• _Task description_: Please pull out every line of the records below that contains the string "white", matching case exactly.
------------------------------------------------------------------------
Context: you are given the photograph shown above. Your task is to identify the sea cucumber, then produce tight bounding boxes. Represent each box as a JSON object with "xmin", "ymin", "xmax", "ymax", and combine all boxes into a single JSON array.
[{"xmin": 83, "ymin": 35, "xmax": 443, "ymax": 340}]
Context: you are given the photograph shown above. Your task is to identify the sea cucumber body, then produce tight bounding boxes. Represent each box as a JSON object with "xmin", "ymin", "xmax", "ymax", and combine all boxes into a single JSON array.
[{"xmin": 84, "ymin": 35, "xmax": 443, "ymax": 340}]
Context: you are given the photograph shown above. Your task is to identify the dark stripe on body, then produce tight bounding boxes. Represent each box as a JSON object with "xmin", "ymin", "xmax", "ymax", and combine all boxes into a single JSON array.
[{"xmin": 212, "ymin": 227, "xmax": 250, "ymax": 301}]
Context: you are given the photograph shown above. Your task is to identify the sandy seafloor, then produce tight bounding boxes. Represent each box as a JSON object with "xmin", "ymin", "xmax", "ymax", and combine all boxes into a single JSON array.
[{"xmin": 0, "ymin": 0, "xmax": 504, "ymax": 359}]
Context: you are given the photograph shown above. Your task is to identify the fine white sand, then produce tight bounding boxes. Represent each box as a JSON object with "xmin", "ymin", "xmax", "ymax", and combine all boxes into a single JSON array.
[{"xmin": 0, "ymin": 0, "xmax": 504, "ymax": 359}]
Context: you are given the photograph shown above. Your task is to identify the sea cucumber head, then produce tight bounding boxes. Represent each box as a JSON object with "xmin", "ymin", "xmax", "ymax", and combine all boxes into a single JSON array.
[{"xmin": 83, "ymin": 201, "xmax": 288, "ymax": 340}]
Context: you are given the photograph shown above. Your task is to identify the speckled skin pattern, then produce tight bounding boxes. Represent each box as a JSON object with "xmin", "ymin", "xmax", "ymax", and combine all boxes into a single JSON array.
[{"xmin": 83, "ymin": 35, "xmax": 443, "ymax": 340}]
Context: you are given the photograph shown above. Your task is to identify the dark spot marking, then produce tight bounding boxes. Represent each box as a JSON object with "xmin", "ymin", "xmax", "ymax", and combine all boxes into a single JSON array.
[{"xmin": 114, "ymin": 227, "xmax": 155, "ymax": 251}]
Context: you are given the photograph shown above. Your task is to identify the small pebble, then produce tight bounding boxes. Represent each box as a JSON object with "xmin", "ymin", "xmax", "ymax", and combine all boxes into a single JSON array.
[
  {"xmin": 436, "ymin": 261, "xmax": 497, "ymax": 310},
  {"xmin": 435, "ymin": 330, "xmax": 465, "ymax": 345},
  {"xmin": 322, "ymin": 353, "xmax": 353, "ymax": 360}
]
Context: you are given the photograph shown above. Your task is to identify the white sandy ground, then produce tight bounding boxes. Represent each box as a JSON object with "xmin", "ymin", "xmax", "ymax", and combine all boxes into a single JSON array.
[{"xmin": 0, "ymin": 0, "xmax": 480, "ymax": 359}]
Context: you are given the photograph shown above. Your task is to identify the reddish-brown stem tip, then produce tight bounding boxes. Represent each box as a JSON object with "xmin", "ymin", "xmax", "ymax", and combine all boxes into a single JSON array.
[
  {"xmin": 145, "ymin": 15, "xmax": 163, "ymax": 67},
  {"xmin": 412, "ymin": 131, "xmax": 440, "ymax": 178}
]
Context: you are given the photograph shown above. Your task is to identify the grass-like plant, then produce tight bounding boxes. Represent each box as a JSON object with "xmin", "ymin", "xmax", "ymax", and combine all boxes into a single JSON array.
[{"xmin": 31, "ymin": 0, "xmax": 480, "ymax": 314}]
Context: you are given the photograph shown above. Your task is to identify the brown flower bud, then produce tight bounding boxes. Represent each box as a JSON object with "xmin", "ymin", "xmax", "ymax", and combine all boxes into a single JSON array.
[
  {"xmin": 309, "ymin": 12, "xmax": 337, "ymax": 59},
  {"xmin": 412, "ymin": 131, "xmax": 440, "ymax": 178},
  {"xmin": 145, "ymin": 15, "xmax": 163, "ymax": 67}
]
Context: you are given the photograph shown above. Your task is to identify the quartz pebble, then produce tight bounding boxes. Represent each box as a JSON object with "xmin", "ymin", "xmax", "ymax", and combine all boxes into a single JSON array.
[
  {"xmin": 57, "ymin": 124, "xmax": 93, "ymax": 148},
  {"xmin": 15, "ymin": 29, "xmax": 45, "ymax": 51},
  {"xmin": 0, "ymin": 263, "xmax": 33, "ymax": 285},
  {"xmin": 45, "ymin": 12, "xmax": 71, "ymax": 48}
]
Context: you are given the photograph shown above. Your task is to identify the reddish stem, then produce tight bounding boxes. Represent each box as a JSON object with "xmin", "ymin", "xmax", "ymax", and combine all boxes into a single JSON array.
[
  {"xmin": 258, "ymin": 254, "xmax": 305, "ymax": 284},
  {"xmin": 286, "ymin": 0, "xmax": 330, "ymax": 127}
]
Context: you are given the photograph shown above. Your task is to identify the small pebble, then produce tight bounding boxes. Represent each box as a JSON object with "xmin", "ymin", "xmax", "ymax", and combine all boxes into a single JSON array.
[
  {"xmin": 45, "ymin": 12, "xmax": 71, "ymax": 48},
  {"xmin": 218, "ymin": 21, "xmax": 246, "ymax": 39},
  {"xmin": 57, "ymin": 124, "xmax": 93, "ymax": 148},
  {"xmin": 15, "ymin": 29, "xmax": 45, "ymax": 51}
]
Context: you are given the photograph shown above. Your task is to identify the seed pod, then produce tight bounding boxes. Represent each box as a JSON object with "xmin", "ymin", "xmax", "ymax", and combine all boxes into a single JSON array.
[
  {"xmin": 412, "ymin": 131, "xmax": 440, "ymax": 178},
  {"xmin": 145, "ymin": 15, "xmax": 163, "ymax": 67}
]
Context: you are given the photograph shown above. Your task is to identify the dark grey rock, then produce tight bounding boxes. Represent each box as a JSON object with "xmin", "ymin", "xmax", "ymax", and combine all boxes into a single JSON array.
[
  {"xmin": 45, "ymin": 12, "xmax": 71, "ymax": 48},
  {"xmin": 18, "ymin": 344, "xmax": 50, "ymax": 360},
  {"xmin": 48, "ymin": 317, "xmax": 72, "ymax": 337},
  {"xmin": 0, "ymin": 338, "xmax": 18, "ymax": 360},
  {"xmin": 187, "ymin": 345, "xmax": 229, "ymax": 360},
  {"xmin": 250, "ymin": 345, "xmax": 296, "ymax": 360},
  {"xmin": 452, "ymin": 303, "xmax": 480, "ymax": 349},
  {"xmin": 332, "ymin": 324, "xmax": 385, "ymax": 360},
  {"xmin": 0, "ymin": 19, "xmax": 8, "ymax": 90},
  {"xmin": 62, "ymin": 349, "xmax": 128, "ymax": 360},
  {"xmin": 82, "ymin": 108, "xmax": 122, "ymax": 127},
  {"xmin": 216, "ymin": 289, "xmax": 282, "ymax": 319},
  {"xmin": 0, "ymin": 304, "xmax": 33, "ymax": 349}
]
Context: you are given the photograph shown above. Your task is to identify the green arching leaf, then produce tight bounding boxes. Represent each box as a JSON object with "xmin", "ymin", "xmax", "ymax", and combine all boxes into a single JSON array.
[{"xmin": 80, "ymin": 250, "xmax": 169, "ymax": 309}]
------------------------------------------------------------------------
• _Correct answer_:
Context: you are given the photograph shown above. Your task is to identify the fine white sand, then produce tight bounding boxes. Represent each box as a JSON object with "xmin", "ymin", "xmax", "ymax", and combine all boxes into a single JSON array.
Context: you are given the photograph shown above. Your task is to identify the white sandy ground, then produce tight bounding boxes. Represent each box as a JSON object with "xmin", "ymin", "xmax", "ymax", and combine all boxes into a single JSON array.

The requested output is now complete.